Exercise prompt — Scan the entries for the word "panel" and return every line that has it.

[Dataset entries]
▬▬▬▬▬▬▬▬▬▬
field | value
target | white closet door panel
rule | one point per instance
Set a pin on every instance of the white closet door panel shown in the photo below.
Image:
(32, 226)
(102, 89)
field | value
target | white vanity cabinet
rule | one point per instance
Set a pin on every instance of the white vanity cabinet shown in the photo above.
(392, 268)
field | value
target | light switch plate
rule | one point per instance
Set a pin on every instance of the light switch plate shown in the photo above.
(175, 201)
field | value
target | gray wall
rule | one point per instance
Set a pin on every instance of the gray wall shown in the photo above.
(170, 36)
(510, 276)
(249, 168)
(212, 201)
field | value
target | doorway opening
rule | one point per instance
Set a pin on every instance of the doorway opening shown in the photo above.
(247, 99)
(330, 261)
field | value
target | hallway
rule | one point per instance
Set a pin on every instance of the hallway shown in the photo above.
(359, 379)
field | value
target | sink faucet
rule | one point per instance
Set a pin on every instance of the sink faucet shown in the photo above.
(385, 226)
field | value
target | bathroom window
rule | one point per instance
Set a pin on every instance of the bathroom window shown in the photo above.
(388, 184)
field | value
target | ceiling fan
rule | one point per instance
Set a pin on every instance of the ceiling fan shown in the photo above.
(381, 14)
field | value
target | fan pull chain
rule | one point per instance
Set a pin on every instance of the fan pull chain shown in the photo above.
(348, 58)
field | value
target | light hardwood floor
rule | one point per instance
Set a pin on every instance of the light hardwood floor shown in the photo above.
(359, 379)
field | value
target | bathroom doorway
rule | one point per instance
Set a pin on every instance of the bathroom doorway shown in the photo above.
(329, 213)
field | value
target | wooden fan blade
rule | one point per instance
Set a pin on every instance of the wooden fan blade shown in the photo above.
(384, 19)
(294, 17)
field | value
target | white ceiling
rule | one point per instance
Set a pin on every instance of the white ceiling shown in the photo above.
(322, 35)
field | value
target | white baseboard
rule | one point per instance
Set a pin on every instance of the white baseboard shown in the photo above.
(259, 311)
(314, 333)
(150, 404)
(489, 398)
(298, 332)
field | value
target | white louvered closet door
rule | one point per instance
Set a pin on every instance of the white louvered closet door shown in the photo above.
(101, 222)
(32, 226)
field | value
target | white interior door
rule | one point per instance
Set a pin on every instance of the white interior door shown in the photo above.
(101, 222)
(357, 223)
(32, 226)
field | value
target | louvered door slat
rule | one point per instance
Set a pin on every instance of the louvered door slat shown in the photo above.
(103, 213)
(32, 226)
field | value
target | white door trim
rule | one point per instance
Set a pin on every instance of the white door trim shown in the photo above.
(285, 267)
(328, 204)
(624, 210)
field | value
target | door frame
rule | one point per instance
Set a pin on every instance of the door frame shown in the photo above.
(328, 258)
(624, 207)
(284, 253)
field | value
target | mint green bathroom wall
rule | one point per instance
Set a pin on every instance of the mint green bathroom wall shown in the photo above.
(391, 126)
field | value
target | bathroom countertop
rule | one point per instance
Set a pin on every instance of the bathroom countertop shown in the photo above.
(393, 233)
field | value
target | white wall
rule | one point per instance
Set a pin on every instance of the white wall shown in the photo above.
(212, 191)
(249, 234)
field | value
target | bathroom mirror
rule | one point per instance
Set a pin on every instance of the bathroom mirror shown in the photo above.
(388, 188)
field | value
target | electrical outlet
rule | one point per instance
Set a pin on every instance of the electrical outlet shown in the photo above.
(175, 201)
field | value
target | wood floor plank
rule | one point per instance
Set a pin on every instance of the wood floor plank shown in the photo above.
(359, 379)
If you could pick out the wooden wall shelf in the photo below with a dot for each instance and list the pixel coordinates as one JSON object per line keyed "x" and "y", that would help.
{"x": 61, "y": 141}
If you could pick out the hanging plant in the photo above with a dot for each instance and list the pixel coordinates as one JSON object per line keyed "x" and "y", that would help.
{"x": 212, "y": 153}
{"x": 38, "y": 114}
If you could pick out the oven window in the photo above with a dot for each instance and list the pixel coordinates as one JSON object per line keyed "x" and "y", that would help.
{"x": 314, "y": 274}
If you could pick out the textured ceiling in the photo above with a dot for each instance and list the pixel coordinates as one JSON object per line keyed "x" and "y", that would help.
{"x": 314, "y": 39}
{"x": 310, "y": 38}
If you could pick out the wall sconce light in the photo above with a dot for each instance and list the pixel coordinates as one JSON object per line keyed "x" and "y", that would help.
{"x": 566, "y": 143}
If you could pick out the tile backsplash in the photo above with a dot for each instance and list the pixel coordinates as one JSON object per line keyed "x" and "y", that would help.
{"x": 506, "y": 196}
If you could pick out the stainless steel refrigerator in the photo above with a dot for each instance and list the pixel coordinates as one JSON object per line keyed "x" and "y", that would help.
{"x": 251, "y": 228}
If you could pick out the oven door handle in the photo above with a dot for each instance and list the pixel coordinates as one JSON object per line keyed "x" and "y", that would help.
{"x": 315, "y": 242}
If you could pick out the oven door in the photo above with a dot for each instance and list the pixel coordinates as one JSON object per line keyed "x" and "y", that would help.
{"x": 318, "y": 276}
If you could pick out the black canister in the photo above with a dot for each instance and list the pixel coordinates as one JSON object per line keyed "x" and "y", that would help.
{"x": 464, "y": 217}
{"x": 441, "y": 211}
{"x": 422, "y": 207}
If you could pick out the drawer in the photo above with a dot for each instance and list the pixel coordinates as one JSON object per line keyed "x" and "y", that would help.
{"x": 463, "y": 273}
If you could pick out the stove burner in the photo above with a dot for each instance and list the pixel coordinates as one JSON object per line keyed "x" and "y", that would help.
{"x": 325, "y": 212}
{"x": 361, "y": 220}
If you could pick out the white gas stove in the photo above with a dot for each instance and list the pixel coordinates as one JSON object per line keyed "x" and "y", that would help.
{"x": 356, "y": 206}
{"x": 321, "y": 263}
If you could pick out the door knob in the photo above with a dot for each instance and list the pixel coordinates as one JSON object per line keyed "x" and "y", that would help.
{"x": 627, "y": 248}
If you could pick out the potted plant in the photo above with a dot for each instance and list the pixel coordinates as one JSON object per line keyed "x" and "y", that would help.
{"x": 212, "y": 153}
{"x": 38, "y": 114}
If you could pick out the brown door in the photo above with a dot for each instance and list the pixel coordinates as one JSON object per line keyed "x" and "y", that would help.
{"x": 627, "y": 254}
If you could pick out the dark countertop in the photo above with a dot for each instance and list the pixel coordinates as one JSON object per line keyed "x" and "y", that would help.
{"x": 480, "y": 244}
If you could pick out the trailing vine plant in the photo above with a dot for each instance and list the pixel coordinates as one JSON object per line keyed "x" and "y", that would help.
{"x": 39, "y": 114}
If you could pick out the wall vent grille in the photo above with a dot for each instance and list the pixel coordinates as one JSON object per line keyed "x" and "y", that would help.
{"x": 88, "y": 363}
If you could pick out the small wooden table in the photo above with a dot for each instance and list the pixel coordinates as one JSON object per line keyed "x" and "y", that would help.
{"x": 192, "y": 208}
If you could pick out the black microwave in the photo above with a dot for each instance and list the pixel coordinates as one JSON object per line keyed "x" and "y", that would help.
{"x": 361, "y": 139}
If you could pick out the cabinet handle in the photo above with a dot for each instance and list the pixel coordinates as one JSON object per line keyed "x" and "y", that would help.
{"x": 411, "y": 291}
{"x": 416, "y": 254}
▬▬▬▬▬▬▬▬▬▬
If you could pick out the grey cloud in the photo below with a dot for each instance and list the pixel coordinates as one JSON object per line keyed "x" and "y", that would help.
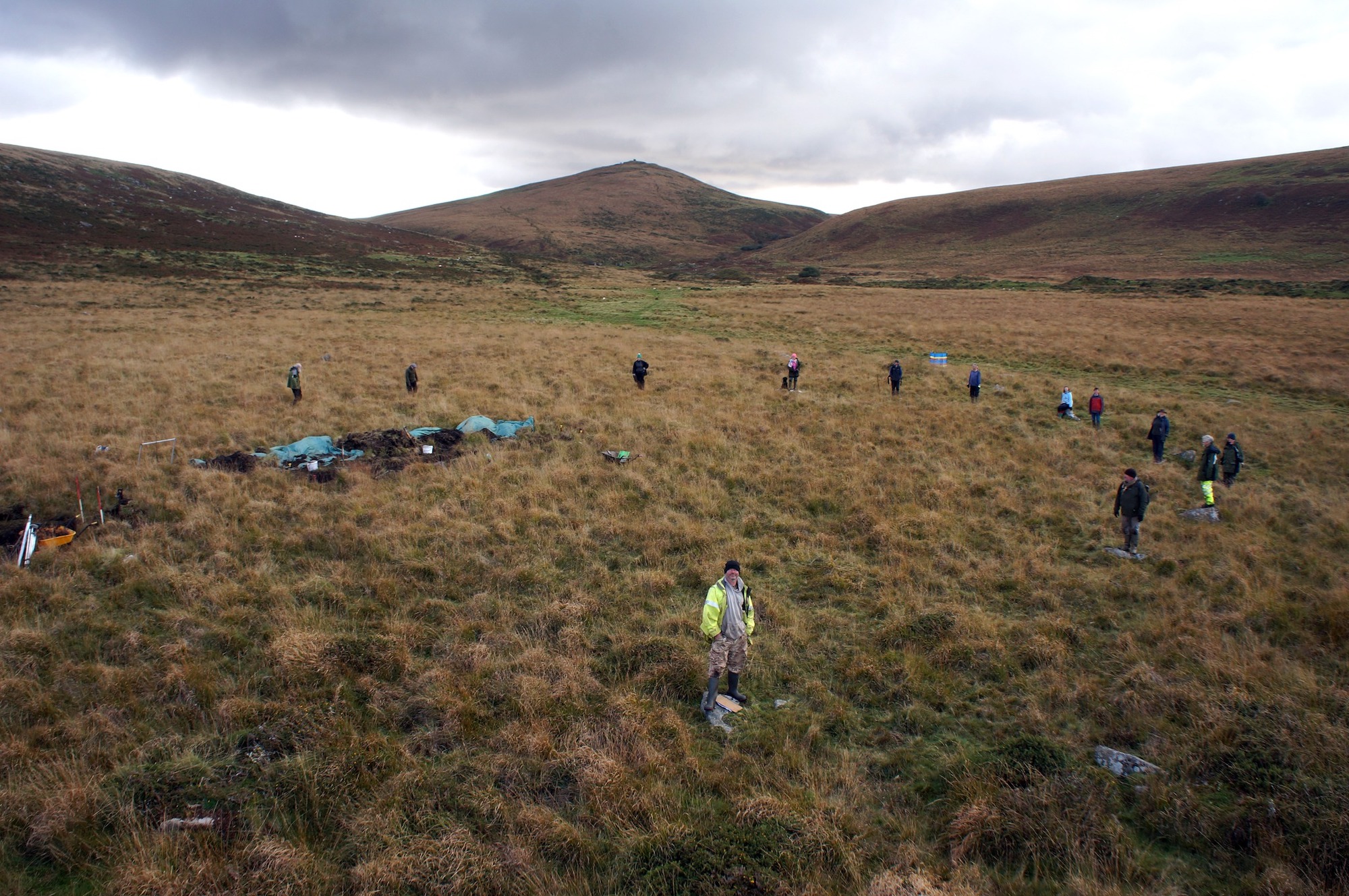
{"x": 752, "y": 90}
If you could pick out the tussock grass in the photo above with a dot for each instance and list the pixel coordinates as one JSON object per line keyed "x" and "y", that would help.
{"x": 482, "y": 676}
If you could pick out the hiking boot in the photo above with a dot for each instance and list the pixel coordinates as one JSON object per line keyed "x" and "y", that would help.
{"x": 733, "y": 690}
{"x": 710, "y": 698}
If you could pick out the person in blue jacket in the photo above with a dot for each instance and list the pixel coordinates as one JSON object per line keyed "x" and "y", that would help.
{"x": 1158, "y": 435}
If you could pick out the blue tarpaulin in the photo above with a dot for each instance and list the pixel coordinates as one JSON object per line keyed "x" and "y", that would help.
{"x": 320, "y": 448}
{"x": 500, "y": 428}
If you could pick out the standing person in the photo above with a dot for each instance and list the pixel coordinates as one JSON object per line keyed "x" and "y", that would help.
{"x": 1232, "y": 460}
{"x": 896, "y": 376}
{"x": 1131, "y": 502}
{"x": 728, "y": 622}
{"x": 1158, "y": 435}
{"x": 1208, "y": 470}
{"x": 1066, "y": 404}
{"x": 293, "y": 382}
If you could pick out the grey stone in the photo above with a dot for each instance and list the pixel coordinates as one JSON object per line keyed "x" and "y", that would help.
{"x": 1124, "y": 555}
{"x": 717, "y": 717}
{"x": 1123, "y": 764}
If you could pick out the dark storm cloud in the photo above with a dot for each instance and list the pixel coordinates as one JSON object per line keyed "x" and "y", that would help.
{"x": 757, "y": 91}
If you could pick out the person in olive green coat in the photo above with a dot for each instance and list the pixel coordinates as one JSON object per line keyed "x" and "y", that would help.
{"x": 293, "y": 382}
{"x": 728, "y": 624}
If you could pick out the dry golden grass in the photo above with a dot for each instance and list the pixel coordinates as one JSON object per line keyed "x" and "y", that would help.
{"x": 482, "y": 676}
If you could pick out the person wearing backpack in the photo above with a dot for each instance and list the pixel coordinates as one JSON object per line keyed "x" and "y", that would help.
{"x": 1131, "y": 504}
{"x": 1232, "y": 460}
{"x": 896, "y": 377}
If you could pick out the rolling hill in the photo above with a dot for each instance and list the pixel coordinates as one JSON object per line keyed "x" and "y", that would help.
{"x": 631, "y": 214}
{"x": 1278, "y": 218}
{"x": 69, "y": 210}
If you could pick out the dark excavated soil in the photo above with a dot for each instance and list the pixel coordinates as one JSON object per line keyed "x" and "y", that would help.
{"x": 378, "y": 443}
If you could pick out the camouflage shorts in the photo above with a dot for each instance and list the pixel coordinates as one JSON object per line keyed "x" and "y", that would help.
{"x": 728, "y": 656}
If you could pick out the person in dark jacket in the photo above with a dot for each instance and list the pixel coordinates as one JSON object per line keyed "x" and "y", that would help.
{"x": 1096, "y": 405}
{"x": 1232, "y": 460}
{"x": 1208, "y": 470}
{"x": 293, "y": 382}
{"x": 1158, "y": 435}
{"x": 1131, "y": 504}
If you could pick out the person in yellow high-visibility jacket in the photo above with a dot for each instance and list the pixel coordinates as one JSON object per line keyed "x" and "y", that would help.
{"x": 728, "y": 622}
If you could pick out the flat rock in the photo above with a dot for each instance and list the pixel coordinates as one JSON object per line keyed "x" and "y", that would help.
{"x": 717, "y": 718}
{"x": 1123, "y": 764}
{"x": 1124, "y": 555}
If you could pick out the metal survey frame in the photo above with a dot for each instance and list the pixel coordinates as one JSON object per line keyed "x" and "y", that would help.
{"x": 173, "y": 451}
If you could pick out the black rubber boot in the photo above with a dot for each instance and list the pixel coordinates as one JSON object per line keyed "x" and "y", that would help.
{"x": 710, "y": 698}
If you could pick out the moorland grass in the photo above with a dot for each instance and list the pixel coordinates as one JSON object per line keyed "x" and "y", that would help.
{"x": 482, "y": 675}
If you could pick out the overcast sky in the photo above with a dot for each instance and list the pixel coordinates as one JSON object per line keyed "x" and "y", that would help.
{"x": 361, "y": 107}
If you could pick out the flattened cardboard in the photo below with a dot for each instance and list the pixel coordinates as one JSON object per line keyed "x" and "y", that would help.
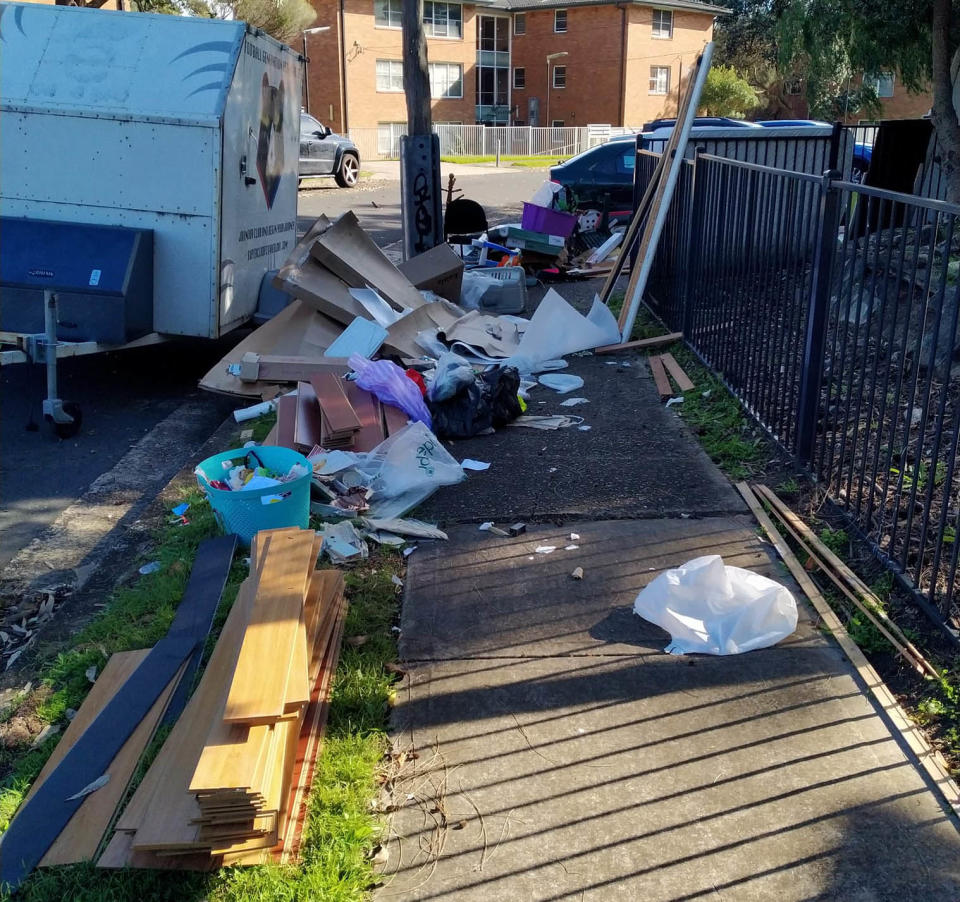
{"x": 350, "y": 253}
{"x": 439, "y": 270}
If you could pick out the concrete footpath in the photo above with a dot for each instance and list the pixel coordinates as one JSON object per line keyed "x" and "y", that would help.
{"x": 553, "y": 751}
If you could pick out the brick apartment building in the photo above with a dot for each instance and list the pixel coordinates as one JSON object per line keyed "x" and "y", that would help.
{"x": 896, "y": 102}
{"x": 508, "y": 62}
▬▬▬▬▬▬▬▬▬▬
Answer to this task —
target | white closet door panel
Set a pin on every instance of the white closet door panel shown in the photo below.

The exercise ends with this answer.